What you will do: Please retype every one of the entries below word for word, leaving the pictures out of your answer.
-=-=-
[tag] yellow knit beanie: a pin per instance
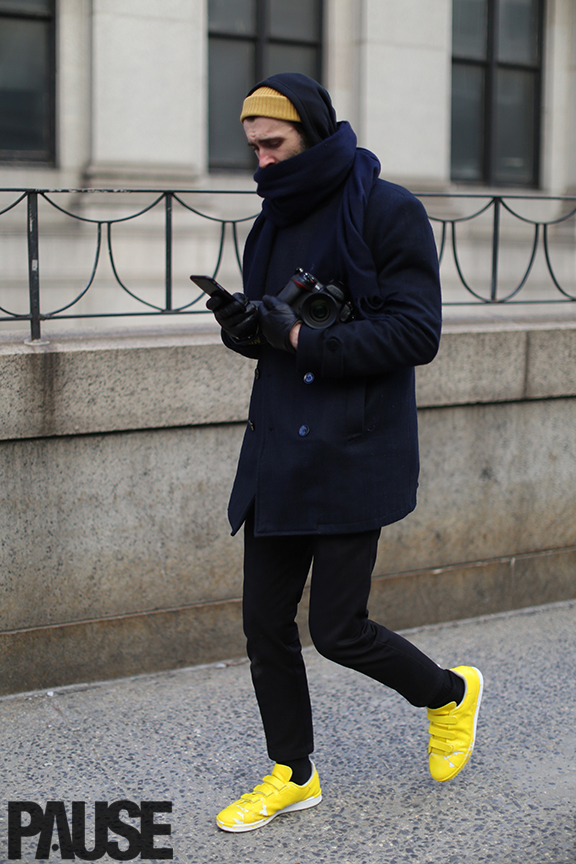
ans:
(266, 102)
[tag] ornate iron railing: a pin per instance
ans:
(449, 228)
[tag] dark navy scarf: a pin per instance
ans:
(333, 172)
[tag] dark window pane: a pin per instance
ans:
(518, 31)
(469, 28)
(467, 122)
(291, 58)
(24, 88)
(231, 74)
(515, 105)
(295, 19)
(43, 7)
(232, 16)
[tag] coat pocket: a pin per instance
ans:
(355, 407)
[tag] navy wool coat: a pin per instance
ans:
(331, 443)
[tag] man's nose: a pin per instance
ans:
(265, 159)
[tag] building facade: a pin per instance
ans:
(140, 92)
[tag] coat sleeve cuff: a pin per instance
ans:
(321, 352)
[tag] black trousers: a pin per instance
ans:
(275, 572)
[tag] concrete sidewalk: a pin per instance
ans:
(193, 737)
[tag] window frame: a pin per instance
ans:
(490, 66)
(261, 40)
(48, 156)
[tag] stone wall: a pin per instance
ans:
(117, 456)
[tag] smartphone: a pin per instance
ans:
(211, 287)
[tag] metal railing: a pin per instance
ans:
(449, 228)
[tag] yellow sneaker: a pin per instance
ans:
(275, 795)
(453, 727)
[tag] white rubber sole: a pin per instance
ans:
(290, 808)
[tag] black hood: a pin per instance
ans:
(310, 99)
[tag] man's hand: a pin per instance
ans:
(277, 322)
(239, 317)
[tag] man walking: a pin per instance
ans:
(330, 453)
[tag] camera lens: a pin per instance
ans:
(319, 311)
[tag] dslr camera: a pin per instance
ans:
(319, 306)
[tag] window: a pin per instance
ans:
(496, 86)
(27, 48)
(248, 41)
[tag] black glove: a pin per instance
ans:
(276, 322)
(238, 317)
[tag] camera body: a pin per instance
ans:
(318, 306)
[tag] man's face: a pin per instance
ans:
(272, 140)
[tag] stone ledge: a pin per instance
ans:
(175, 378)
(44, 657)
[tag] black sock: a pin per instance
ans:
(301, 770)
(452, 690)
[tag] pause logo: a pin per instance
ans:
(28, 819)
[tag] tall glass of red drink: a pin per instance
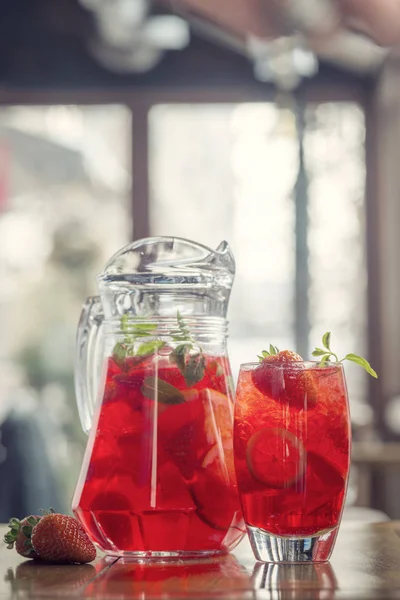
-=-=-
Task answer:
[tag] yellow knit beanie: a pin per instance
ans:
(266, 102)
[tag] ornate iron railing: a pin per instance
ans:
(449, 228)
[tag] dark navy scarf: a pin per instance
ans:
(333, 172)
[tag] dark window pane: a pin per instance
ans:
(518, 31)
(469, 28)
(467, 122)
(291, 58)
(24, 88)
(231, 74)
(515, 105)
(295, 19)
(43, 7)
(232, 16)
[tag] coat pocket: a pin per instance
ans:
(355, 407)
[tag] navy wool coat: a pin per instance
ans:
(331, 443)
[tag] man's nose: a pin per instance
ans:
(265, 159)
[tag] building facade: a pin per instance
ans:
(140, 92)
[tag] coat sleeve cuff: a pin per instance
ans:
(321, 352)
[tag] black trousers: a pin per instance
ans:
(275, 572)
[tag] concrete sidewalk: a pin per instance
ans:
(193, 737)
[tag] window frame: a pin per instance
ans:
(490, 66)
(261, 40)
(48, 156)
[tag] stone wall: a pin per instance
ans:
(117, 456)
[tag] smartphone: a pin per instance
ans:
(211, 287)
[tag] metal railing: a pin per instance
ans:
(449, 228)
[tag] yellow sneaker: a pin per instance
ans:
(275, 795)
(453, 727)
[tag] white rubber sole: a pin per instance
ans:
(290, 808)
[tag] black hood: a pin per instance
ans:
(310, 99)
[tag] man's hand: a pin per instance
ans:
(277, 322)
(239, 317)
[tag] man walking: a pin per instance
ans:
(330, 453)
[tag] camera lens: a pin per instance
ans:
(319, 311)
[tag] dslr camera: a pin per instance
ans:
(319, 306)
[tag] window: a pin per instance
ans:
(496, 86)
(27, 48)
(248, 41)
[tag] black glove: a pin per instance
ans:
(276, 322)
(238, 317)
[tag] camera body: a pin per instance
ans:
(318, 306)
[tag] man's face: a pin per instance
ans:
(272, 140)
[tag] stone ledge: a pin per instance
ans:
(175, 378)
(44, 657)
[tag] black sock: a pin per instance
ans:
(301, 770)
(452, 690)
[tag] pause logo: a pin per instance
ans:
(28, 819)
[tag] tall glass of red drink: a pin per instance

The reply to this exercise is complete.